Objective - Please give the lines of the rows below as a Markdown table with the columns No. and Line, numbering each line and leaving out blank ones. Start with the line with "the snowman's head" and go on through the line with "x=286, y=93".

===

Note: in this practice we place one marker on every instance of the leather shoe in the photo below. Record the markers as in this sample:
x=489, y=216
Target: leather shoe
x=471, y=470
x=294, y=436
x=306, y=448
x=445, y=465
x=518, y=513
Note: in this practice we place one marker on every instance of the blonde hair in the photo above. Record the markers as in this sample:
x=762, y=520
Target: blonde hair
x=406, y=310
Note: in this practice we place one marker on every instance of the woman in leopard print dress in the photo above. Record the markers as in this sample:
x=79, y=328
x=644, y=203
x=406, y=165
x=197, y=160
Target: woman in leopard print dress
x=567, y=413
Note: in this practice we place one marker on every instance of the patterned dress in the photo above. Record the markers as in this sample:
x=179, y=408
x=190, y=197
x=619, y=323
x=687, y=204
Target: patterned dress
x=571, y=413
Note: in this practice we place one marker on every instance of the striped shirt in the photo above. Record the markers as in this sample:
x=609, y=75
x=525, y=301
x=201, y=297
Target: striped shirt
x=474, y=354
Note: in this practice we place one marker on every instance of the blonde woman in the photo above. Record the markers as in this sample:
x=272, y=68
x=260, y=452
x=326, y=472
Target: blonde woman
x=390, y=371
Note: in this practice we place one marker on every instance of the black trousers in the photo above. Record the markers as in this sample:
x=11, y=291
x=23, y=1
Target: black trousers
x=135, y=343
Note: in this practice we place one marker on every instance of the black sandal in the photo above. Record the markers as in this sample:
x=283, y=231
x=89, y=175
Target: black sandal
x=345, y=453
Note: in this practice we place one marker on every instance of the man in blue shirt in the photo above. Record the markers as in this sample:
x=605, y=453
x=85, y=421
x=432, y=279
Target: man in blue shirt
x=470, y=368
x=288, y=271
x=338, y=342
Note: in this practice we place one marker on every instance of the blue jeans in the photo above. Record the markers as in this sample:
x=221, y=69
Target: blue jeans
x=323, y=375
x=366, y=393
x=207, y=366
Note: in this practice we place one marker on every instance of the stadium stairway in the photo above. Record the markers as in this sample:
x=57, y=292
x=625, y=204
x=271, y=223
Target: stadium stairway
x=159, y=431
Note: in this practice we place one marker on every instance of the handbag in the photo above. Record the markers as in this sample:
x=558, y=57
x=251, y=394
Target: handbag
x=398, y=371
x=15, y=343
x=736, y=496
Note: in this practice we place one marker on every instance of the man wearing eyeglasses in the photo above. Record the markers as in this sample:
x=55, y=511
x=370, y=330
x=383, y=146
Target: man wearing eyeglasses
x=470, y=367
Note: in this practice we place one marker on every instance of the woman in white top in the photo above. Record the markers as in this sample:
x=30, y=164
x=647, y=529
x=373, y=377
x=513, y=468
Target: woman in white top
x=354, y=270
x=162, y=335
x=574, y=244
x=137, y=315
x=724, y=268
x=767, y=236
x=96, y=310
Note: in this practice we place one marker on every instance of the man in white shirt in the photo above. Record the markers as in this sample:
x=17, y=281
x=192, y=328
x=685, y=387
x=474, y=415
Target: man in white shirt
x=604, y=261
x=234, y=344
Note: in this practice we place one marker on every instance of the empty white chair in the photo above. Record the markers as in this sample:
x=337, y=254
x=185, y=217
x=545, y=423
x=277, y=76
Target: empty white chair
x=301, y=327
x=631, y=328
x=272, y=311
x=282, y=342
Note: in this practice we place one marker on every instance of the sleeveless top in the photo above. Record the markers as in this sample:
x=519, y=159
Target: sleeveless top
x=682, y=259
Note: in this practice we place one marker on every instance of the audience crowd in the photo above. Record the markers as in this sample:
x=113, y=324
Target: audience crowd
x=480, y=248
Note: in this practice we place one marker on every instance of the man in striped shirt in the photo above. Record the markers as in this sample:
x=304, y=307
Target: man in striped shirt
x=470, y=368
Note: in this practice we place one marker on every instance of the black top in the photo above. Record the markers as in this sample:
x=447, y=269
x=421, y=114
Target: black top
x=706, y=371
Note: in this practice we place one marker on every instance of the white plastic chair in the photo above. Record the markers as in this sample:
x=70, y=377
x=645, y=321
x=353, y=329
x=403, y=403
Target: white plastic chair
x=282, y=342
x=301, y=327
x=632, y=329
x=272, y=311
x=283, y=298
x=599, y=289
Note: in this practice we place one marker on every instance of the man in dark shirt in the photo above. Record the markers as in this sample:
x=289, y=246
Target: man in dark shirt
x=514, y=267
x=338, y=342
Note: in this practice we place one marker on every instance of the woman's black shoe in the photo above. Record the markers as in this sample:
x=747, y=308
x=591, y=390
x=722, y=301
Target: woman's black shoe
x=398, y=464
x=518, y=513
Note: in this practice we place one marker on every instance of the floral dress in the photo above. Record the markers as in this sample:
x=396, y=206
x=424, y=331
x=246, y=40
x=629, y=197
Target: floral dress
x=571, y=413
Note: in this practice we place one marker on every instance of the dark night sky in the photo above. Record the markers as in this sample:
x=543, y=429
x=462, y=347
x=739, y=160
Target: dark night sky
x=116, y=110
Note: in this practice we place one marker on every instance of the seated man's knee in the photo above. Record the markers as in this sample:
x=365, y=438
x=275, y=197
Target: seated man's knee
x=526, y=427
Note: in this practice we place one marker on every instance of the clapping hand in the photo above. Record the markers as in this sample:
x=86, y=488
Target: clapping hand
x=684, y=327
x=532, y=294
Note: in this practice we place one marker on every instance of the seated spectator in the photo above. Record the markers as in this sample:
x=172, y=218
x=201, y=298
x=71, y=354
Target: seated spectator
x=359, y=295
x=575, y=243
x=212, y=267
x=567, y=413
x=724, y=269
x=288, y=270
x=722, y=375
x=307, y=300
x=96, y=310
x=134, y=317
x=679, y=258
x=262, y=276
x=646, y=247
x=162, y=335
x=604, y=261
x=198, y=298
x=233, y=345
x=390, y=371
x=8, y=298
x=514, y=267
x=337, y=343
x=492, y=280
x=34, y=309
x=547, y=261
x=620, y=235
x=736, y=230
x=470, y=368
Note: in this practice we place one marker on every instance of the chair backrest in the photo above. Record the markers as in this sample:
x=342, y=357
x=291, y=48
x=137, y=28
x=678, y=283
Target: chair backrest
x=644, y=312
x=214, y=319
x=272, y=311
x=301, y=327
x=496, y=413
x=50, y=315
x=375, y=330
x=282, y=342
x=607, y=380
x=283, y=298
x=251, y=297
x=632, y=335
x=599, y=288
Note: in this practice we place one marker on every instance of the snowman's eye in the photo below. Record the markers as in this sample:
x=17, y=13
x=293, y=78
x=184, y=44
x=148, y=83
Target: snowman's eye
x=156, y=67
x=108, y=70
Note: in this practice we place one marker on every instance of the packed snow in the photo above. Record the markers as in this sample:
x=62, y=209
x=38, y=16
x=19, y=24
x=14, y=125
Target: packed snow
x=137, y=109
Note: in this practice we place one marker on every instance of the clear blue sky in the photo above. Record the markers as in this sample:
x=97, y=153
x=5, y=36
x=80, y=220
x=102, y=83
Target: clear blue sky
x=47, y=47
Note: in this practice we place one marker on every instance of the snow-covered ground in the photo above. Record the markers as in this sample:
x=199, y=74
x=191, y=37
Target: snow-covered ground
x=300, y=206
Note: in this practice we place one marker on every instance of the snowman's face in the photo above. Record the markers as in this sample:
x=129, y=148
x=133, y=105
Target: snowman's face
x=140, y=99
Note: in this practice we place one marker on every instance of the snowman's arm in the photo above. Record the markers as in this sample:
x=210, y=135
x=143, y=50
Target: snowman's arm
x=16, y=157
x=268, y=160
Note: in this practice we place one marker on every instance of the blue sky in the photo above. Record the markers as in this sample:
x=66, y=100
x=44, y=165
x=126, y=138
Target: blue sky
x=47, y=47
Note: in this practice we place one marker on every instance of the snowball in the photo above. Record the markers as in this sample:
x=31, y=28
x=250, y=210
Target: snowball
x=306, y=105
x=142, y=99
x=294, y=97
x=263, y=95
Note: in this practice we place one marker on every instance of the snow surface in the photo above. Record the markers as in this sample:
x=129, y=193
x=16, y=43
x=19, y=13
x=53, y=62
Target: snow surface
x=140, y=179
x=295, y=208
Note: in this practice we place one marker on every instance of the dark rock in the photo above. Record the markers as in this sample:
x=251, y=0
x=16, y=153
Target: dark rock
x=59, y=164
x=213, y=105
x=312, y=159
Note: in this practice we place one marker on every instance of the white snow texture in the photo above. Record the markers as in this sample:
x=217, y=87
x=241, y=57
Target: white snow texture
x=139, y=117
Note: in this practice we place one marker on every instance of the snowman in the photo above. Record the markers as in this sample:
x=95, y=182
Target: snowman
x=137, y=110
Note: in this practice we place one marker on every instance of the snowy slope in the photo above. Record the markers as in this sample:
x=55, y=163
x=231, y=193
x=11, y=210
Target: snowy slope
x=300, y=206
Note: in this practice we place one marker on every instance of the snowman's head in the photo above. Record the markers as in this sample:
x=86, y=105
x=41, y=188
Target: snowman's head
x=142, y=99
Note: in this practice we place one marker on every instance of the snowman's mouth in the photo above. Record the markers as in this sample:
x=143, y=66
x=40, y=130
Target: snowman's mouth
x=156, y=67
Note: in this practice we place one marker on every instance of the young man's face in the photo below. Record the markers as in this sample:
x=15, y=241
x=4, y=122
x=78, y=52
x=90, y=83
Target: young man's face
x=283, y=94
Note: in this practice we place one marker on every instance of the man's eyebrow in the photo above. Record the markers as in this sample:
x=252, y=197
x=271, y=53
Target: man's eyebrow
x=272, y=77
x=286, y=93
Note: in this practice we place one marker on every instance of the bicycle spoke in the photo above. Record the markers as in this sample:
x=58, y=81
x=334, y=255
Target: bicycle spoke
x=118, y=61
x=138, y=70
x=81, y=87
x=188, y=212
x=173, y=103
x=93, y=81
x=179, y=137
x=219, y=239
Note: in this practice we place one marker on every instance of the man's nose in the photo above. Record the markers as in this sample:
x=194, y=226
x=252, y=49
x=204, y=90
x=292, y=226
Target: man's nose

===

Answer for this exercise -
| No. | Line |
|---|---|
| 1 | Note: in this practice we place one marker on every instance of the snowman's head in the photo above. Record the markers as in this sample: |
| 2 | x=86, y=105 |
| 3 | x=41, y=188 |
| 4 | Target: snowman's head |
| 5 | x=142, y=99 |
| 6 | Note: in this practice we place one marker on every instance of the snowman's mouth in the photo above. Record the markers as in this sample: |
| 7 | x=143, y=66 |
| 8 | x=40, y=130 |
| 9 | Target: snowman's mouth |
| 10 | x=156, y=67 |
| 11 | Note: in this practice we place one marker on every instance of the young man's face in the photo below. Record the markers as in this sample: |
| 12 | x=15, y=241 |
| 13 | x=4, y=122 |
| 14 | x=78, y=52 |
| 15 | x=90, y=83 |
| 16 | Target: young man's face |
| 17 | x=283, y=94 |
| 18 | Note: in this practice we place one marker on every instance of the man's eyebrow in the photo above. Record the markers as in this sample: |
| 19 | x=252, y=197 |
| 20 | x=271, y=53 |
| 21 | Target: man's eyebrow |
| 22 | x=272, y=77 |
| 23 | x=286, y=93 |